> Yapmanız gereken
Aşağıdaki verilerde "grill" dizesini içeren bütün satırları döndürün. Büyük ve küçük harfler ayrı sayılır.

> Çıkarılan veriler
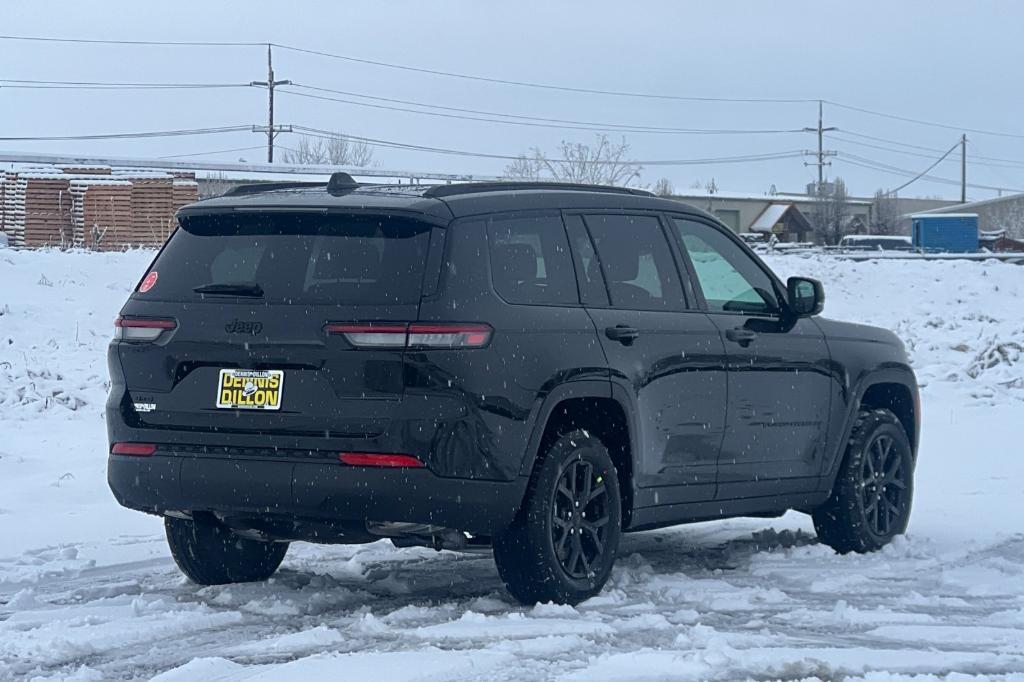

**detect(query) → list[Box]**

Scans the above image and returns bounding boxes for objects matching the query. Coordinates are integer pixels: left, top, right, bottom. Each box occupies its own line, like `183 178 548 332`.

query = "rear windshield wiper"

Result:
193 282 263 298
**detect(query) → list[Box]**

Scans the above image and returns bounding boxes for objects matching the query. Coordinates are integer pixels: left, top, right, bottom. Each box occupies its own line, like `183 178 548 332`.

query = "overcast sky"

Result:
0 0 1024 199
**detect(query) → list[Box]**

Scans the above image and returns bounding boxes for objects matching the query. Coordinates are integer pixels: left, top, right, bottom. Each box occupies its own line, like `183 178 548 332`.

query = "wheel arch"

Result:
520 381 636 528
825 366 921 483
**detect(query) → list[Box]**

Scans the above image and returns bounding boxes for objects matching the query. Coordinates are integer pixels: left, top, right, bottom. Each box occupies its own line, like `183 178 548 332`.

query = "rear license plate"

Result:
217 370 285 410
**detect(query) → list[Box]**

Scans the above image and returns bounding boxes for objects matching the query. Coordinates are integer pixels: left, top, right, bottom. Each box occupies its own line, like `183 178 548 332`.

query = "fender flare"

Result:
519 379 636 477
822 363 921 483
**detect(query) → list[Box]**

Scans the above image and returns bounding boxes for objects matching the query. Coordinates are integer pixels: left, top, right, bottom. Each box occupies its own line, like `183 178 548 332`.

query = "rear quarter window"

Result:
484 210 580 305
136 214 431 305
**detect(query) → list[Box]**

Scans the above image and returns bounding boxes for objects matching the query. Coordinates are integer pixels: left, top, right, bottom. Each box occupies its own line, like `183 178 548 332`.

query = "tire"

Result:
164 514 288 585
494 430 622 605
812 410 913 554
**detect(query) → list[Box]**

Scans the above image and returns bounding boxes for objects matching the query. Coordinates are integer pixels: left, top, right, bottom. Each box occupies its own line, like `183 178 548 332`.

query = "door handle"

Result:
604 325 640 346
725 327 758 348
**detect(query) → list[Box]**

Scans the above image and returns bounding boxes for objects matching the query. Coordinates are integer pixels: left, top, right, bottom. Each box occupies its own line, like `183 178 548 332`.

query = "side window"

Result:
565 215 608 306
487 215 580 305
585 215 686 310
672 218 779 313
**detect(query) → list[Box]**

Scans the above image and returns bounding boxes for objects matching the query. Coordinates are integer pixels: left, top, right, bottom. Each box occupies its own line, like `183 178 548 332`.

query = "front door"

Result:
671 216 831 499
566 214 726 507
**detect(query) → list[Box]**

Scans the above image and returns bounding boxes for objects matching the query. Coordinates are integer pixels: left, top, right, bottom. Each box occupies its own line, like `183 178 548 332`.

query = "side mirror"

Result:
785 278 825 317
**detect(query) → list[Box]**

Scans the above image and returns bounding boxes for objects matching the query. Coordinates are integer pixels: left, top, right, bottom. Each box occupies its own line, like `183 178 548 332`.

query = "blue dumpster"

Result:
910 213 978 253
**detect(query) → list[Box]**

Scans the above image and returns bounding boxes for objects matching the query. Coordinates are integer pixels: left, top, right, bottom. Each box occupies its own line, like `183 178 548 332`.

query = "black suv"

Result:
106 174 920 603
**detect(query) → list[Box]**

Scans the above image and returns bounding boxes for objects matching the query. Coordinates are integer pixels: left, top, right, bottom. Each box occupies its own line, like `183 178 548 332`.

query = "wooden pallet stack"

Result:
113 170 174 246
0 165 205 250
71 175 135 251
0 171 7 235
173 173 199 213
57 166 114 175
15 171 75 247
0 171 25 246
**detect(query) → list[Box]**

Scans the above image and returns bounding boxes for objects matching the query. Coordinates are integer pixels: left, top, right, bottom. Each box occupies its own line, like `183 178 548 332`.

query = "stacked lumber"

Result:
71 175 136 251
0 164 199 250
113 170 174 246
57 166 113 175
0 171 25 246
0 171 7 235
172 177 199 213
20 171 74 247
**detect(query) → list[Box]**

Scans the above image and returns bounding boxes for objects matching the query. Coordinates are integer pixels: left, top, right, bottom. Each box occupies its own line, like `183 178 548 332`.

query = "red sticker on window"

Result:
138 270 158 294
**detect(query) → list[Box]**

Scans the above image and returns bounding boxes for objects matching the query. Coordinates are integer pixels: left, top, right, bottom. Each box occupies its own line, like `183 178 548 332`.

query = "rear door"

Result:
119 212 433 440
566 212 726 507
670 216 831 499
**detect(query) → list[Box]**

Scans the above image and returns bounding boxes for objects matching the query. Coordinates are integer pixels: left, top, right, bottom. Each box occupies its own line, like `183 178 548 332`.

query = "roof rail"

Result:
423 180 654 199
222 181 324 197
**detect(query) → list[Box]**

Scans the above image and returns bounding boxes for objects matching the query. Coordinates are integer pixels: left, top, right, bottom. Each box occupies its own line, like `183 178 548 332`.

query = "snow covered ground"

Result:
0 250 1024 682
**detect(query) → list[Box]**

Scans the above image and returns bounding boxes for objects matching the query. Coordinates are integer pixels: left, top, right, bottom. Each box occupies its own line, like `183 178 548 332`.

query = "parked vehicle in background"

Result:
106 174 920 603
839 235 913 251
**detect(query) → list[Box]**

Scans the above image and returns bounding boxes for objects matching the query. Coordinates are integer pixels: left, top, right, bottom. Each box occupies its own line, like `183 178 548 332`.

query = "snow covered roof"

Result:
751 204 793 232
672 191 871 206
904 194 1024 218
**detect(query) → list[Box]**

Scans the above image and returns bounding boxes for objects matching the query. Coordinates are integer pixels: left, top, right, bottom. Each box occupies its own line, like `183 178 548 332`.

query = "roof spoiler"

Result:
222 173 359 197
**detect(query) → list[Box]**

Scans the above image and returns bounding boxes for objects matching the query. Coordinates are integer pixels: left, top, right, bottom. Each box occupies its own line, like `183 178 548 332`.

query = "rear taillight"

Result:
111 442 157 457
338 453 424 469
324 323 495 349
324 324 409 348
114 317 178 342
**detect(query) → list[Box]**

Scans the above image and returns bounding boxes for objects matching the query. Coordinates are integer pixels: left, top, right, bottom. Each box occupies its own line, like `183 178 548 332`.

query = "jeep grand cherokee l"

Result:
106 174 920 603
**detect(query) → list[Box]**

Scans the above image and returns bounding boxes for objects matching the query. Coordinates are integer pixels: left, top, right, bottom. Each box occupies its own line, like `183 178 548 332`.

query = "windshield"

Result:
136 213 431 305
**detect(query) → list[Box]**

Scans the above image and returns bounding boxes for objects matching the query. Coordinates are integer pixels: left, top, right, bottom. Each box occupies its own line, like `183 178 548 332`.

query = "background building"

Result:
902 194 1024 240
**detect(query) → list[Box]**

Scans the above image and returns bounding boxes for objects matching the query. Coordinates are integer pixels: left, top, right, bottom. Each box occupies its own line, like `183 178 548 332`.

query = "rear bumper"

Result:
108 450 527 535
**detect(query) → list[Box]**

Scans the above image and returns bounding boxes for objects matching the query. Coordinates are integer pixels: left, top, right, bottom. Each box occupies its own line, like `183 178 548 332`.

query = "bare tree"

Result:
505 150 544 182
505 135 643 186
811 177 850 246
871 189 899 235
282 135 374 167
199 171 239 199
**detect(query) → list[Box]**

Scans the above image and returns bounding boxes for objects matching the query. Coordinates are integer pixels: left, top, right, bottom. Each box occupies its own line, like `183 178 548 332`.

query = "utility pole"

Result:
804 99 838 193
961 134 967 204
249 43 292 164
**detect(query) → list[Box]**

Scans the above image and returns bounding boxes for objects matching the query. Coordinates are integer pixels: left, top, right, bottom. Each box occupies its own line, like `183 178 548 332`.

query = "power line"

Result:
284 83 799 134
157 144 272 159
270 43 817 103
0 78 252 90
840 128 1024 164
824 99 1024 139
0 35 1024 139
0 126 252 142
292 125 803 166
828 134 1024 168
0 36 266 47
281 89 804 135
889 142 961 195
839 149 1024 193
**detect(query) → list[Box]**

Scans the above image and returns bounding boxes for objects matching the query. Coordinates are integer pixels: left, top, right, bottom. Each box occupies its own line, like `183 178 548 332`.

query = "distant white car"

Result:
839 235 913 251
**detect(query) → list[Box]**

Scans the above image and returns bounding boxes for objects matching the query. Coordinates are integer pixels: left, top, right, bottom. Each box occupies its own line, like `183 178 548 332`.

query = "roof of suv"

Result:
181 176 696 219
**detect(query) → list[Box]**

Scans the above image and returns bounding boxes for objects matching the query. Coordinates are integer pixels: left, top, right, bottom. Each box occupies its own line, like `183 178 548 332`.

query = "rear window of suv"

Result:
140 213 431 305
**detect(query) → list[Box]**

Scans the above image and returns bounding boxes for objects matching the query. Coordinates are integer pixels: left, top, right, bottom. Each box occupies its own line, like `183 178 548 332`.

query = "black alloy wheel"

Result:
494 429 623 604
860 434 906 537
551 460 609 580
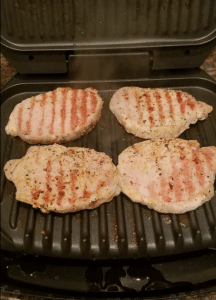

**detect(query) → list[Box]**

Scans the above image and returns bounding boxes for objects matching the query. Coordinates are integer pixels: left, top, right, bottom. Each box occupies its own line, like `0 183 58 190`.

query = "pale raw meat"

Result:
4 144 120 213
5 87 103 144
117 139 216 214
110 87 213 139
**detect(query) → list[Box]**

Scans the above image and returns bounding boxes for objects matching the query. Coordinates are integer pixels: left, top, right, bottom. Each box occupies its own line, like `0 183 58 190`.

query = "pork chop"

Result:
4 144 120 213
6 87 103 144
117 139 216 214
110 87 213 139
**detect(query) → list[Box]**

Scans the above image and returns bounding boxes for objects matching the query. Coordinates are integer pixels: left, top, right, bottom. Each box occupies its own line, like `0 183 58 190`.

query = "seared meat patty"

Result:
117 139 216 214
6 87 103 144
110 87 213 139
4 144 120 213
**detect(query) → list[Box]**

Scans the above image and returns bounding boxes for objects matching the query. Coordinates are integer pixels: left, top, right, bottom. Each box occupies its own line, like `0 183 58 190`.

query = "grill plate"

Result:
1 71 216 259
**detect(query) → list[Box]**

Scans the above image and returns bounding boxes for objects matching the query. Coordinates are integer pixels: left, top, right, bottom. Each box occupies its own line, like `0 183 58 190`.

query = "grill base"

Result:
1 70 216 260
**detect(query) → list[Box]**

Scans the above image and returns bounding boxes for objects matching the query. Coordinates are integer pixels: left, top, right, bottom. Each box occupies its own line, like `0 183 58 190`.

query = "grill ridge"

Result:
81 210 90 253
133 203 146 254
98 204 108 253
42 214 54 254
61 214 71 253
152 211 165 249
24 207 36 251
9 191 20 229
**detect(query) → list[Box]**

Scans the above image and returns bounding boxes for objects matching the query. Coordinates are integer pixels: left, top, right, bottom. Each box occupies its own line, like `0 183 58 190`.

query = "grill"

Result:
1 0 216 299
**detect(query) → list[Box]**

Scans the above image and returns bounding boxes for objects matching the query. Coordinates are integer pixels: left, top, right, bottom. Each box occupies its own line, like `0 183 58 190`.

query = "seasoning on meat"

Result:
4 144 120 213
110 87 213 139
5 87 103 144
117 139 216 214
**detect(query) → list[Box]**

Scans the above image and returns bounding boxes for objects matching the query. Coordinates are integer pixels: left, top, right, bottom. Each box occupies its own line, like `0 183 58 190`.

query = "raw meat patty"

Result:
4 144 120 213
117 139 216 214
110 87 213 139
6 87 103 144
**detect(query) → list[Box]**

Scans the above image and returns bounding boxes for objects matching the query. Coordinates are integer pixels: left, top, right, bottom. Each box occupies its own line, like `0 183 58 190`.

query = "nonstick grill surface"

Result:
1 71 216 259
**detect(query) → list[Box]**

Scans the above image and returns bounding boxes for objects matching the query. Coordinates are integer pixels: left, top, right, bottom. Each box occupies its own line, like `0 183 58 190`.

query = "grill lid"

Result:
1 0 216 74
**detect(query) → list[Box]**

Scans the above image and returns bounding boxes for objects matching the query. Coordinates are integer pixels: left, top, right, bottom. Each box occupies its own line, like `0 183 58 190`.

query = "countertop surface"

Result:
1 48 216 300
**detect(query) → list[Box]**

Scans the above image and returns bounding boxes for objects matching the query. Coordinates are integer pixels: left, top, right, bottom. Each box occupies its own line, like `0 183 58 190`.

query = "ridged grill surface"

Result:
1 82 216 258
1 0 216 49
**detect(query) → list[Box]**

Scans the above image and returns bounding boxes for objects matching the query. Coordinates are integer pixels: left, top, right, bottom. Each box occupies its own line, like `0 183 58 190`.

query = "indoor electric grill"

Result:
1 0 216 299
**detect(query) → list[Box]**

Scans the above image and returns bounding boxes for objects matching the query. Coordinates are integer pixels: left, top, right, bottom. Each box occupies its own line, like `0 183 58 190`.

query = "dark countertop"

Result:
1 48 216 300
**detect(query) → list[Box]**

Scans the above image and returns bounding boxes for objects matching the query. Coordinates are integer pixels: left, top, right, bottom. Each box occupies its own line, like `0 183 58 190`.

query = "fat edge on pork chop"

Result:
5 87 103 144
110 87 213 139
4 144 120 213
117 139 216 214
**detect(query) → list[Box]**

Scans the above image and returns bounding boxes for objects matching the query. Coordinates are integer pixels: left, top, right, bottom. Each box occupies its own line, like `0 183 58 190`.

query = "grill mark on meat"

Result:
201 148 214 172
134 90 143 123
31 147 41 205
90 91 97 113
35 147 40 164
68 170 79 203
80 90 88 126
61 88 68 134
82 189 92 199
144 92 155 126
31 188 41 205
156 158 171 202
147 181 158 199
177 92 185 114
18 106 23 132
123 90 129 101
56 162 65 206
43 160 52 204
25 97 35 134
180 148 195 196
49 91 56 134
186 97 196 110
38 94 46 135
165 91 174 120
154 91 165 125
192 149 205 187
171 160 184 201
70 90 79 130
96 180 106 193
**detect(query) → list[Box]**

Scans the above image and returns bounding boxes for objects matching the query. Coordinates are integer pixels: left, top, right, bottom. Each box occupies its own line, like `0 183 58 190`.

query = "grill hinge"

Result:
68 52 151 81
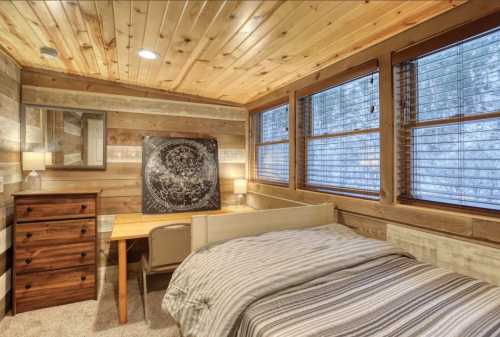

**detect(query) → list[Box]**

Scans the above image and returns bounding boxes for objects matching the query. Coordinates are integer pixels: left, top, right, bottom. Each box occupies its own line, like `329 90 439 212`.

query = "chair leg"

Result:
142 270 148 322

> Yanıt
query = "grill plate"
query = "grill base"
query = "grill ridge"
query = "grill"
query = "nonstick grill surface"
query = "grill lid"
query = "ridged grill surface"
query = "indoor electric grill"
query = "grill mark on meat"
query = "grill hinge"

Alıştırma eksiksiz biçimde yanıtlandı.